NEUROSCIENCE: Understanding the different ways we learn
Most of us reckon we've met some stupid people. Many of us feel we work with them or have to encounter them in our lives and these experiences can be stressful. But it might not be that all these people are actually as stupid as you think. Many are not stupid at all. Science now shows that human brains tend to be wired differently in different people.
Of course human brains don't have actual wires in them but it is the organ of the body that processes most all information, whether sensory or muscular, voluntary or autonomic (movements that are not consciously controlled like the heart beating and internal organs' processes).
The route by which one brain gets this information may differ from the way in which another person's body will tell its brain the same information. Recognising this fact has wide implications for learning as different people absorb different types of information in different ways.
Local educational psychologist Angela Fubler is excited by the findings and how it can help parents, teachers and the general community with not only understanding that people absorb information differently, but in actually finding new ways of effectively communicating with people labelled slow, learning disabled or in many instances even stupid.
════
Problem to solve:
Answer these from the article on how we learn:
(a) What examples of autonomic movement does it give?
(b) What is Angela Fubler's profession?
(c) Which labels does it say are applied to some people?
The rows after this point have no connection to the article on how we learn.

Records supplied:
════
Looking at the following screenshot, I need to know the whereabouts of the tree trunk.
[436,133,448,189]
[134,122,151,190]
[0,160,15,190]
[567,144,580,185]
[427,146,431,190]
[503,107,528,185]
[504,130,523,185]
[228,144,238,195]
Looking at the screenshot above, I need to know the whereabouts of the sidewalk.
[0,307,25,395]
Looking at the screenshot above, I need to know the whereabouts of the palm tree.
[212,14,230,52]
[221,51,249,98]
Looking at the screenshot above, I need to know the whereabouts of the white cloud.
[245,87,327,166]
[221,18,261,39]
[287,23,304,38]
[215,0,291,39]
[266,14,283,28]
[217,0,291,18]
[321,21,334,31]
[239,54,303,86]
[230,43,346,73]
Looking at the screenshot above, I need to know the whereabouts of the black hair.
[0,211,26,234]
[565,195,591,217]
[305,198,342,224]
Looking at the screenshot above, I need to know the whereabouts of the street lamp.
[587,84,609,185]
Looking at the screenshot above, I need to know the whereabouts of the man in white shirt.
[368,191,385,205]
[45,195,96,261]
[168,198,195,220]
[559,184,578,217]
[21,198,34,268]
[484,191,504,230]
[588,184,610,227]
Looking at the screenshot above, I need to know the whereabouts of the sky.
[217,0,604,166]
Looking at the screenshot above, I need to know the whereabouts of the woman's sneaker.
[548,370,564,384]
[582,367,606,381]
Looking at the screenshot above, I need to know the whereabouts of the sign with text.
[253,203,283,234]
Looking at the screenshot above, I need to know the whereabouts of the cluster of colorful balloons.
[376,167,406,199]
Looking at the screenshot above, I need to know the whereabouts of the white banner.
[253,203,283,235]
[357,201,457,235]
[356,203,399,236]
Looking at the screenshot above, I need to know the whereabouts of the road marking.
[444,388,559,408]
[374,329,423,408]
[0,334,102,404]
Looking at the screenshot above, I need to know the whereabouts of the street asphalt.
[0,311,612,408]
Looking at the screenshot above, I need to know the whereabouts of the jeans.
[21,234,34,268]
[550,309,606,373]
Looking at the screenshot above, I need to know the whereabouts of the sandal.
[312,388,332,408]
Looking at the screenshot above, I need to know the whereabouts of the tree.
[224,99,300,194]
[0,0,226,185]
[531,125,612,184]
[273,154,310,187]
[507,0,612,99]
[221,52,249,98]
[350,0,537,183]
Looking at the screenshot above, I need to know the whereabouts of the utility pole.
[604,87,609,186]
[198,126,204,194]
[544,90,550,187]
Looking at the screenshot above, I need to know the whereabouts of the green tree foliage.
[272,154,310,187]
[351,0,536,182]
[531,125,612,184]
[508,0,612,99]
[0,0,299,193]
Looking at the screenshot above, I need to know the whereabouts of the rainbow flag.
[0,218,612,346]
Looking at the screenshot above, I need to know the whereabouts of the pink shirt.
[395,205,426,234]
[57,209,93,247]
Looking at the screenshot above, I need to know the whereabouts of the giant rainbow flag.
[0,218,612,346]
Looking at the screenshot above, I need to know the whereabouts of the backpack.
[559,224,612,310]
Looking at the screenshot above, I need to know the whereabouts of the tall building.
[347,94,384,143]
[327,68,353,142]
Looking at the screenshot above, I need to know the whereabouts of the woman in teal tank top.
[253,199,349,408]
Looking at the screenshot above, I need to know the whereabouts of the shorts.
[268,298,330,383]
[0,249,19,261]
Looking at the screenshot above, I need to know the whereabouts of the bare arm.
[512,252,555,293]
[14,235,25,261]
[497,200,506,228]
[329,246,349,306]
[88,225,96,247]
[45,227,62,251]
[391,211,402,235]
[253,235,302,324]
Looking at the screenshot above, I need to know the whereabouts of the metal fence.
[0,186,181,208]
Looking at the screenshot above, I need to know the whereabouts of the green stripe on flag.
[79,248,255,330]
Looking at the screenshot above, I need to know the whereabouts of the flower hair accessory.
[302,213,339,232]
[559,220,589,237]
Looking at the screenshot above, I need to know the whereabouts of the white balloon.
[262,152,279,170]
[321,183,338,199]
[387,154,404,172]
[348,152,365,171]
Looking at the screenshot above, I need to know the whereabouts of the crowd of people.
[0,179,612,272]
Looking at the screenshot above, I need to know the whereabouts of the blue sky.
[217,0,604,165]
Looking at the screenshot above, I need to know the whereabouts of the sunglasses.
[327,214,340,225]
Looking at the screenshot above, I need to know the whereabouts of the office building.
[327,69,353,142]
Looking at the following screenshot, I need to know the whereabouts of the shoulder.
════
Solution to this exercise:
(a) The heart beating and internal organs' processes.
(b) She is a local educational psychologist.
(c) Slow, learning disabled, and in many instances even stupid.